* _Exercise goal_:
The answer must consist solely of the line that contains "TARGET = ev charging station" and all subsequent lines of the data, each reproduced exactly.

[Materials provided — start]

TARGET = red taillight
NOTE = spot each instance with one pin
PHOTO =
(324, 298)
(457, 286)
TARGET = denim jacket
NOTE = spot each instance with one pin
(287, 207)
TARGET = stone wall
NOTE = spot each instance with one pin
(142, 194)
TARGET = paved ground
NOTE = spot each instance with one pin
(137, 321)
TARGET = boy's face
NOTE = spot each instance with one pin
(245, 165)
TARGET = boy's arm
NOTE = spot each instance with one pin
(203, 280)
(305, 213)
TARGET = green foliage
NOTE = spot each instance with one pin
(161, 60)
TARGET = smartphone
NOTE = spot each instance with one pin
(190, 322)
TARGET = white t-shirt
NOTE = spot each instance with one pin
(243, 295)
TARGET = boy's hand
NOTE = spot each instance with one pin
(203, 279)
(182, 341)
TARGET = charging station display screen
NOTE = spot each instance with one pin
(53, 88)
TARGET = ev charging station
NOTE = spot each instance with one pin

[Materials provided — finish]

* _Written solution_:
TARGET = ev charging station
NOTE = spot each instance with one pin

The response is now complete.